------ Extracted entries

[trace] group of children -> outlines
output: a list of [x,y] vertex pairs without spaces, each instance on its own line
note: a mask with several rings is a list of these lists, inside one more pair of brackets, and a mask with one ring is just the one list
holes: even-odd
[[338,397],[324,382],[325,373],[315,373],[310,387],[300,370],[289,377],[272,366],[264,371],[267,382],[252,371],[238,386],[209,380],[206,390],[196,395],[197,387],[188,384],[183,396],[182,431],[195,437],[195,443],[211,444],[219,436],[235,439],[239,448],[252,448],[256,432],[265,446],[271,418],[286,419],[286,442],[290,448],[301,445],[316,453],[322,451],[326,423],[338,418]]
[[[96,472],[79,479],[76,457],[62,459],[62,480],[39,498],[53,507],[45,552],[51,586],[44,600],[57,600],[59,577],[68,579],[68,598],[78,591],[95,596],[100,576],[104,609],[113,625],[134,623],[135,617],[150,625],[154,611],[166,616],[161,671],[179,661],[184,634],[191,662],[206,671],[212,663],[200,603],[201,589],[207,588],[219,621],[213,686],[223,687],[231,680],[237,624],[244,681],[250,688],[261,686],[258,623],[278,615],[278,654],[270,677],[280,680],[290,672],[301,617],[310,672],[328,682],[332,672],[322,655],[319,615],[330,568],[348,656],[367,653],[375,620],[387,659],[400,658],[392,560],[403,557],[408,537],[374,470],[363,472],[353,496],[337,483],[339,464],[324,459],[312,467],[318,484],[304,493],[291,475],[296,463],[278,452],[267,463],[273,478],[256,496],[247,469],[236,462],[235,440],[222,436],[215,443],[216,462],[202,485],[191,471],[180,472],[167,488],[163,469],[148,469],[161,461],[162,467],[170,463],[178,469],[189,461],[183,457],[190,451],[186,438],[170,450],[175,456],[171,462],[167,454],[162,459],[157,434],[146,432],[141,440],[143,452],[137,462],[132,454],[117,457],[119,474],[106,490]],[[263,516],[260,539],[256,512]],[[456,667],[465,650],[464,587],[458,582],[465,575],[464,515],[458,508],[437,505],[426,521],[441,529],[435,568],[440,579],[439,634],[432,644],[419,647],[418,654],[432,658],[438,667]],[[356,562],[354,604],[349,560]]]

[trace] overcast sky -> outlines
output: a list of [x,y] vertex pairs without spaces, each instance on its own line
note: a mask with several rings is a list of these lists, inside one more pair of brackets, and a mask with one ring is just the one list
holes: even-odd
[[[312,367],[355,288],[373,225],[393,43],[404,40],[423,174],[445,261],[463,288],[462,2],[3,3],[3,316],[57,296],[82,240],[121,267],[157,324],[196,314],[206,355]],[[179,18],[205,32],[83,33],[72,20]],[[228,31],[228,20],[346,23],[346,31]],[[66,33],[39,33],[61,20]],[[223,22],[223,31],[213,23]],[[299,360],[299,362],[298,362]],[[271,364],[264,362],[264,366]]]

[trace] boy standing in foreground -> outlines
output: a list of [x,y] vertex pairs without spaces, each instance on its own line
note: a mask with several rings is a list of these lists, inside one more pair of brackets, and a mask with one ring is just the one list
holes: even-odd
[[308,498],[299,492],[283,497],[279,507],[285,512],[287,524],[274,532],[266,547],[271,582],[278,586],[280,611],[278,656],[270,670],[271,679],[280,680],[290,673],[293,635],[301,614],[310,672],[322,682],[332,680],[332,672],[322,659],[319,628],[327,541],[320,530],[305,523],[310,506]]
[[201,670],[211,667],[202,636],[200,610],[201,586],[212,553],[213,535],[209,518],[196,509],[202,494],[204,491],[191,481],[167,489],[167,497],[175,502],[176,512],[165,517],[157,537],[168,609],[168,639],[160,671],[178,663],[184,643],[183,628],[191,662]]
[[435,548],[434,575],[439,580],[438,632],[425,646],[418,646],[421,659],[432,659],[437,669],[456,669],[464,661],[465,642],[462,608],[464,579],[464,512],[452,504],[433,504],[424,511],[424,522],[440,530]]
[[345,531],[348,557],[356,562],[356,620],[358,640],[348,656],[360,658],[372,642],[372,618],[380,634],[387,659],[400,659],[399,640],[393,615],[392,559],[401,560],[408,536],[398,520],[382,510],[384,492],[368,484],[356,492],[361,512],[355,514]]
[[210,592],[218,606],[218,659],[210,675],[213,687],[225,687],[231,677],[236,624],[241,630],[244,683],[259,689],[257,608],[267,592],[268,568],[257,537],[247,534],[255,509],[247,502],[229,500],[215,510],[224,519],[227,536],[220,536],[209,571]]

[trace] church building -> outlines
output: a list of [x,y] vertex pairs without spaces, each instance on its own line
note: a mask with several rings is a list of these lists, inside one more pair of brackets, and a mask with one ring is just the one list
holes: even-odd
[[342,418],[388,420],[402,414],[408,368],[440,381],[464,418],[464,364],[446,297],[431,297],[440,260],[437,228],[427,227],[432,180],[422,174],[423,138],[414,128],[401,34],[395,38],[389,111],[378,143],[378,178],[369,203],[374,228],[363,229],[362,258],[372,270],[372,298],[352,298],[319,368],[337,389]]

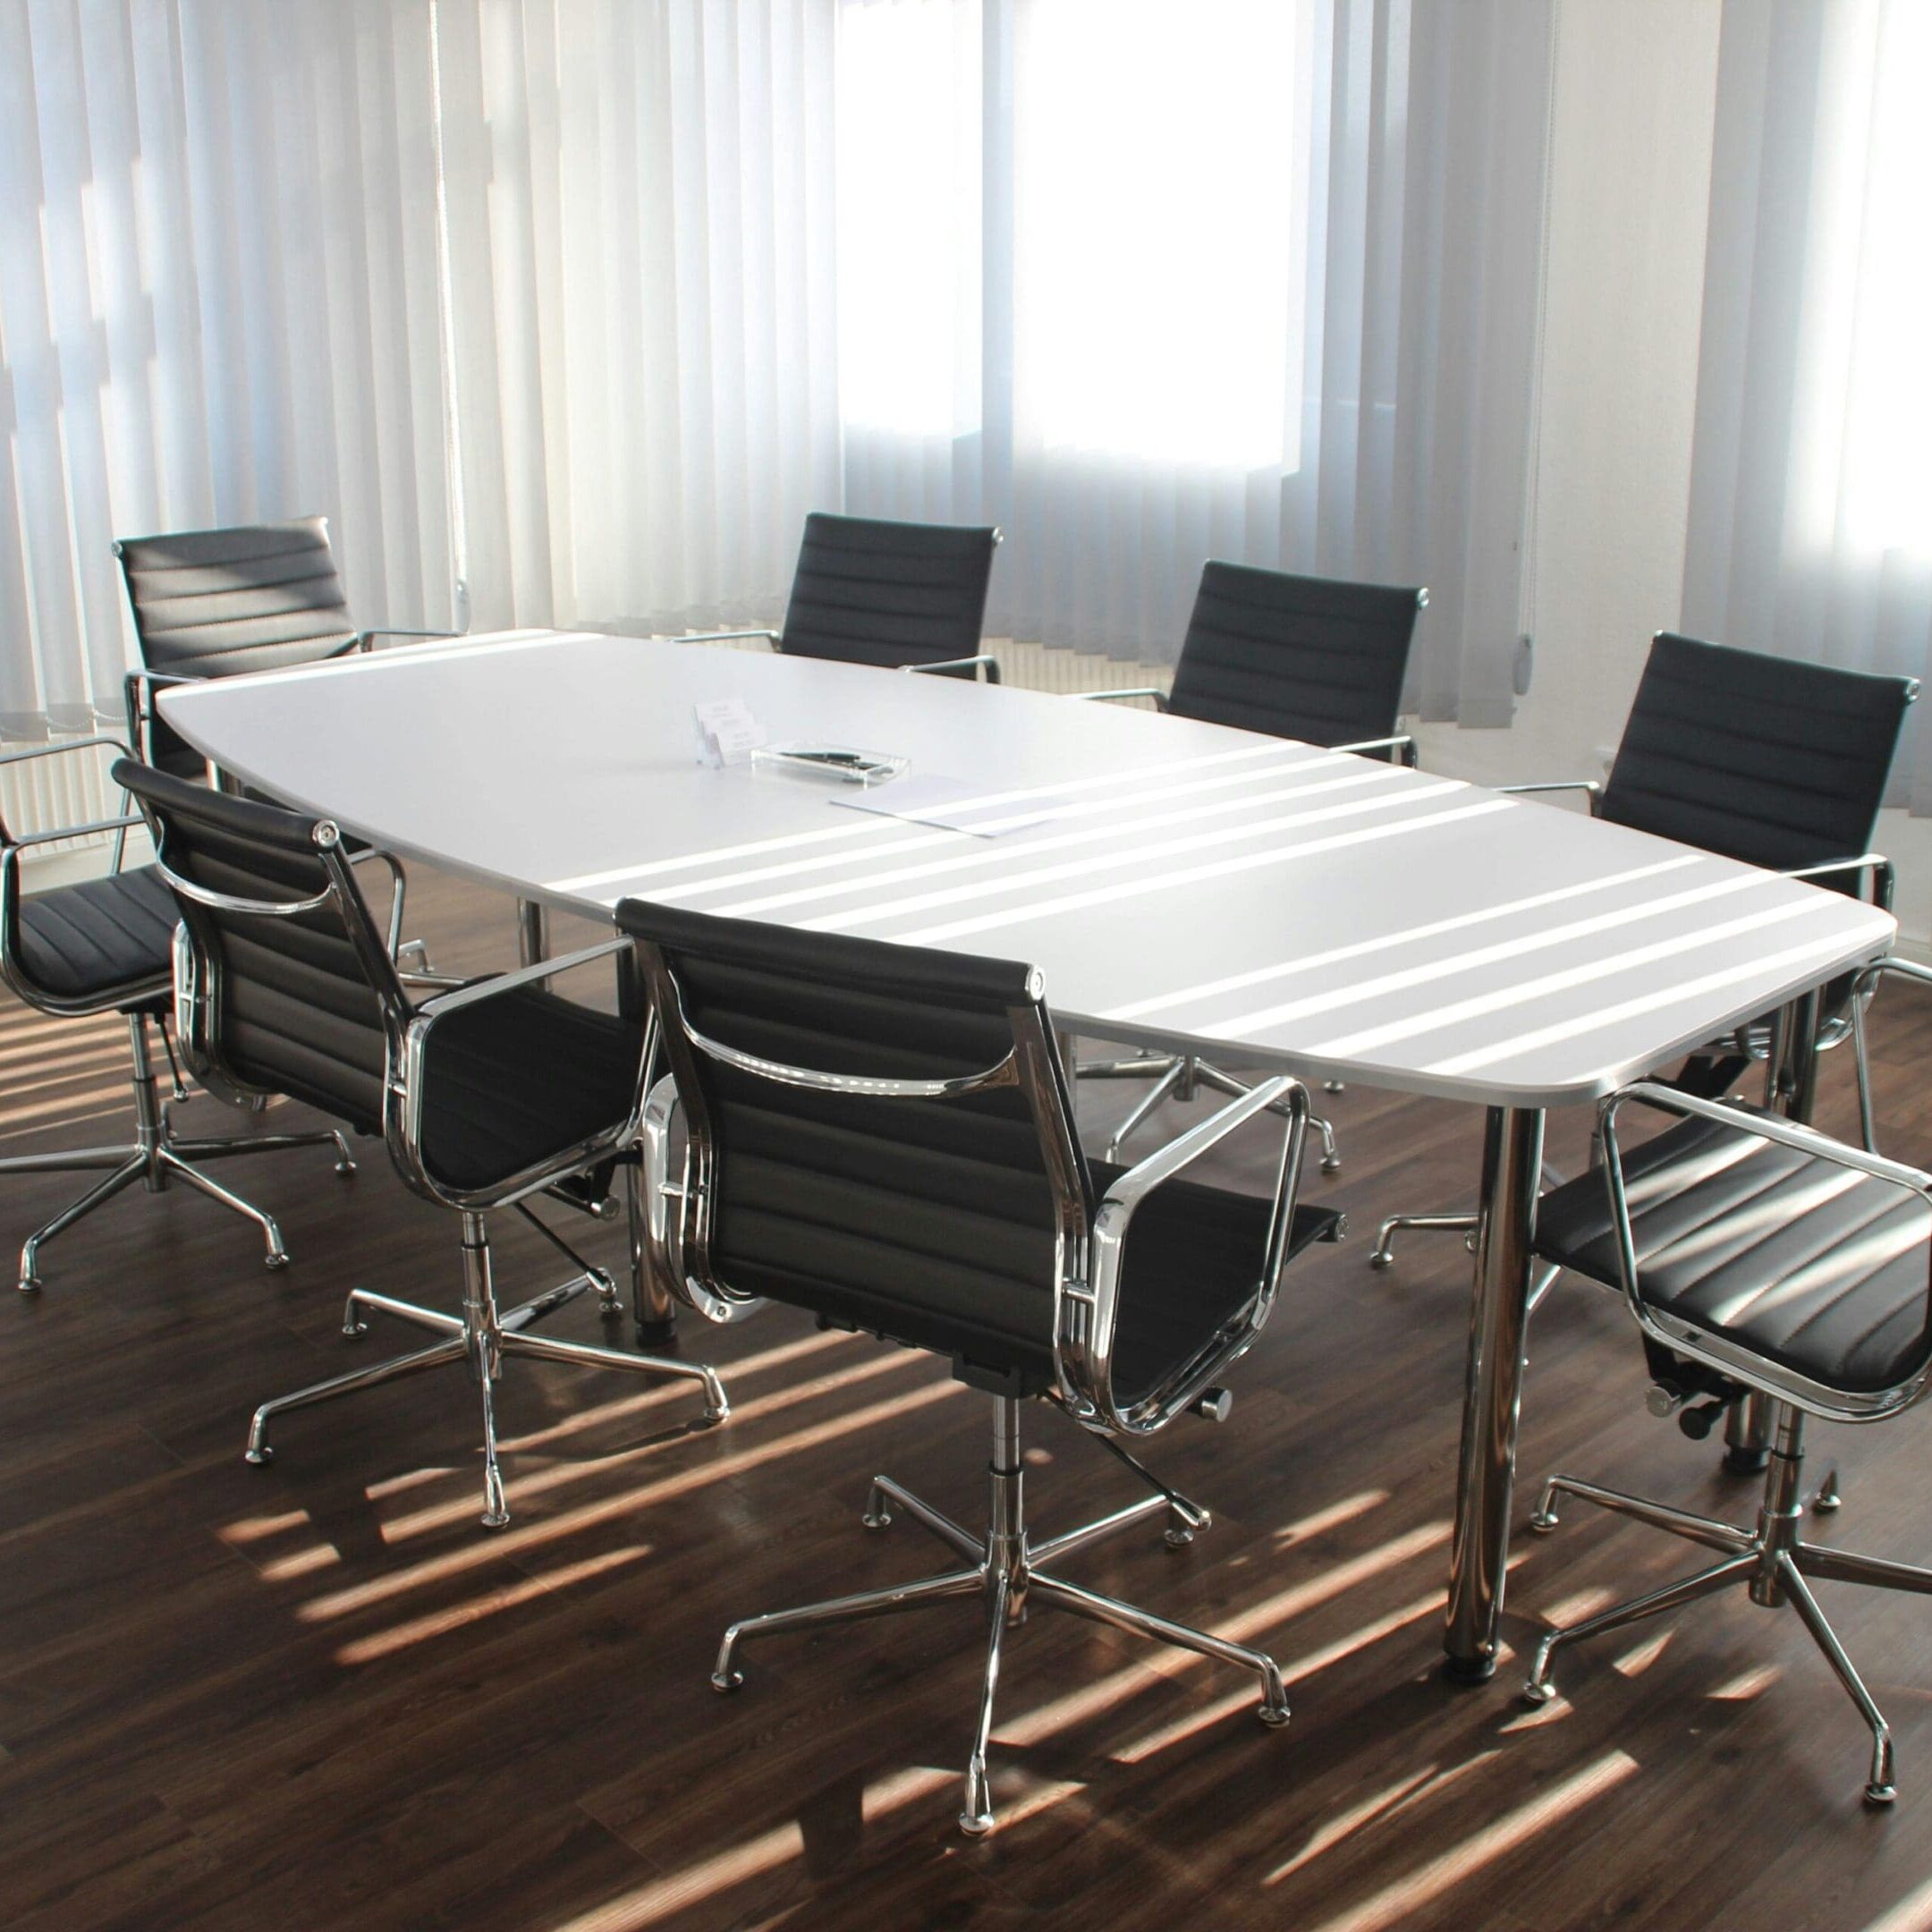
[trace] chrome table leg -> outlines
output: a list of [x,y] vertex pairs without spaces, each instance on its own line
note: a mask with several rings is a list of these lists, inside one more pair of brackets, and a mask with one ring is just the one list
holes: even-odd
[[1491,1107],[1483,1135],[1482,1213],[1443,1636],[1447,1674],[1462,1683],[1485,1682],[1496,1672],[1522,1417],[1530,1243],[1542,1171],[1541,1110]]

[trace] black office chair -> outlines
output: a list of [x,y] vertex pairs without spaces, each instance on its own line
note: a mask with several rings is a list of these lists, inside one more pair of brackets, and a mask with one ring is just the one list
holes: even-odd
[[[1922,967],[1888,963],[1932,980]],[[1625,1154],[1617,1121],[1631,1103],[1677,1116],[1677,1124]],[[1753,1603],[1798,1613],[1871,1727],[1865,1796],[1890,1804],[1890,1731],[1810,1583],[1822,1577],[1932,1594],[1932,1570],[1805,1539],[1805,1423],[1879,1421],[1925,1393],[1932,1174],[1755,1107],[1655,1082],[1613,1095],[1599,1123],[1603,1164],[1544,1197],[1538,1254],[1623,1291],[1643,1332],[1654,1412],[1682,1419],[1701,1409],[1707,1426],[1708,1412],[1755,1393],[1772,1405],[1773,1447],[1750,1528],[1553,1476],[1530,1519],[1538,1530],[1555,1527],[1559,1496],[1575,1496],[1700,1544],[1716,1561],[1546,1631],[1524,1695],[1533,1704],[1555,1695],[1550,1659],[1560,1646],[1741,1585]],[[1834,1479],[1814,1506],[1836,1504]]]
[[[1389,584],[1343,583],[1205,564],[1174,689],[1080,691],[1086,699],[1147,698],[1176,717],[1298,739],[1336,751],[1380,752],[1413,766],[1415,740],[1396,725],[1416,618],[1428,592]],[[1191,1100],[1198,1087],[1241,1094],[1247,1083],[1195,1054],[1135,1054],[1083,1062],[1081,1080],[1151,1080],[1140,1104],[1114,1130],[1107,1158],[1172,1094]],[[1328,1091],[1341,1092],[1331,1081]],[[1335,1130],[1321,1136],[1322,1172],[1341,1170]]]
[[708,631],[680,643],[764,638],[789,657],[1000,681],[981,648],[996,530],[890,523],[873,517],[805,519],[783,631]]
[[[648,1240],[665,1284],[730,1321],[769,1296],[834,1326],[951,1359],[993,1401],[982,1536],[876,1477],[865,1512],[902,1510],[962,1559],[942,1575],[733,1623],[712,1682],[740,1682],[750,1637],[979,1597],[987,1653],[960,1819],[991,1828],[987,1741],[1005,1630],[1029,1605],[1070,1610],[1256,1672],[1261,1652],[1064,1580],[1060,1559],[1153,1514],[1178,1545],[1208,1513],[1119,1438],[1190,1409],[1224,1412],[1216,1379],[1253,1342],[1287,1261],[1338,1216],[1297,1208],[1307,1096],[1264,1082],[1131,1172],[1081,1157],[1032,969],[796,933],[626,901],[670,1072],[645,1113]],[[1178,1178],[1243,1122],[1288,1109],[1271,1199]],[[673,1157],[682,1110],[685,1140]],[[1028,1540],[1020,1402],[1055,1402],[1155,1490],[1097,1522]]]
[[157,686],[317,664],[377,638],[449,635],[359,625],[326,517],[124,537],[114,547],[144,667],[129,682],[129,729],[140,755],[177,777],[199,777],[205,760],[156,716]]
[[[110,750],[124,750],[125,747],[114,738],[70,739],[0,754],[0,765],[76,754],[97,758]],[[123,1014],[133,1060],[134,1139],[131,1143],[53,1154],[16,1154],[0,1159],[0,1174],[106,1170],[72,1207],[62,1209],[27,1237],[21,1249],[22,1294],[32,1294],[43,1284],[40,1250],[46,1242],[137,1181],[150,1194],[159,1194],[171,1181],[180,1181],[245,1216],[262,1231],[267,1243],[267,1265],[285,1267],[288,1250],[274,1217],[203,1174],[195,1163],[287,1148],[328,1147],[335,1149],[338,1174],[351,1174],[355,1168],[347,1143],[334,1131],[257,1134],[233,1140],[189,1139],[174,1131],[156,1089],[148,1035],[152,1022],[160,1027],[166,1043],[174,901],[153,866],[122,869],[129,828],[140,822],[138,816],[124,816],[14,834],[0,819],[0,979],[27,1004],[57,1018]],[[21,860],[27,854],[66,840],[106,837],[110,833],[114,841],[112,869],[104,877],[40,893],[27,891],[21,875]],[[171,1057],[173,1050],[169,1046]],[[174,1096],[181,1100],[188,1097],[178,1079]]]
[[[1699,643],[1660,631],[1631,705],[1607,779],[1504,785],[1519,794],[1577,792],[1612,825],[1695,845],[1787,878],[1868,893],[1889,908],[1891,862],[1871,850],[1885,779],[1919,695],[1914,678],[1801,664]],[[1865,993],[1846,975],[1819,1003],[1817,1046],[1853,1045],[1866,1144],[1873,1145],[1865,1060]],[[1694,1055],[1678,1076],[1688,1092],[1728,1092],[1753,1061],[1779,1076],[1777,1028],[1767,1018]],[[1473,1214],[1391,1215],[1376,1231],[1372,1267],[1394,1259],[1403,1228],[1463,1234]],[[1554,1275],[1539,1283],[1536,1301]]]
[[[128,760],[114,775],[148,816],[156,869],[180,911],[175,1008],[197,1077],[241,1094],[290,1094],[360,1132],[380,1132],[404,1183],[462,1217],[462,1315],[352,1290],[345,1335],[362,1334],[364,1313],[375,1310],[437,1339],[262,1403],[249,1429],[248,1460],[266,1462],[273,1453],[271,1417],[467,1362],[482,1400],[483,1521],[495,1529],[509,1521],[491,1391],[505,1356],[689,1377],[702,1385],[708,1419],[728,1413],[716,1375],[701,1364],[531,1332],[587,1288],[607,1316],[620,1312],[610,1277],[574,1254],[528,1203],[567,1176],[608,1164],[636,1139],[649,1051],[644,1020],[594,1011],[543,986],[598,960],[621,970],[629,942],[608,939],[413,1007],[327,819]],[[487,1217],[506,1208],[578,1273],[499,1313]]]

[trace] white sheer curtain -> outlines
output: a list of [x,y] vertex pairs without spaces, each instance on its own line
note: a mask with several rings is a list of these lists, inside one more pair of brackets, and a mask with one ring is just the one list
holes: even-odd
[[[1683,620],[1932,675],[1932,7],[1727,0]],[[1932,811],[1932,734],[1894,774]]]
[[996,630],[1157,659],[1208,556],[1427,582],[1415,701],[1507,723],[1547,8],[840,27],[845,505],[996,521]]
[[0,728],[118,715],[116,536],[326,513],[449,614],[427,0],[0,4]]
[[475,622],[767,617],[835,505],[827,0],[438,0]]
[[[323,511],[399,623],[767,619],[812,508],[996,631],[1427,582],[1512,708],[1543,0],[0,0],[0,711],[117,534]],[[456,580],[467,586],[467,599]]]

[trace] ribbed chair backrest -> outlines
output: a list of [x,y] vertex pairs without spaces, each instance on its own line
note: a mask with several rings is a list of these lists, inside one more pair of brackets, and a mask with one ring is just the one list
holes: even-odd
[[1857,858],[1918,689],[1659,631],[1600,816],[1775,871]]
[[284,904],[336,887],[329,902],[284,918],[183,897],[182,916],[212,969],[205,1010],[189,1025],[216,1070],[242,1086],[379,1131],[390,1031],[408,1003],[332,849],[335,827],[130,759],[114,777],[147,811],[161,865],[190,886]]
[[1204,564],[1167,708],[1304,743],[1386,738],[1427,591]]
[[[687,1241],[687,1271],[953,1355],[968,1380],[1050,1382],[1056,1202],[1064,1188],[1084,1231],[1093,1199],[1031,970],[637,900],[616,917],[715,1164],[709,1251]],[[1017,1038],[1049,1117],[1023,1084],[943,1099],[789,1085],[694,1047],[680,1014],[760,1061],[861,1079],[958,1080]]]
[[867,517],[805,519],[780,648],[846,664],[944,664],[980,648],[999,532]]
[[[114,555],[150,671],[197,678],[274,671],[355,642],[326,518],[125,537]],[[166,725],[157,721],[153,736],[164,771],[202,770],[200,753]]]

------------

Directions: For each line above that includes the word "chair", make a copy of that line.

Written reply:
[trace] black office chair -> outlines
[trace] ribbed chair backrest -> outlines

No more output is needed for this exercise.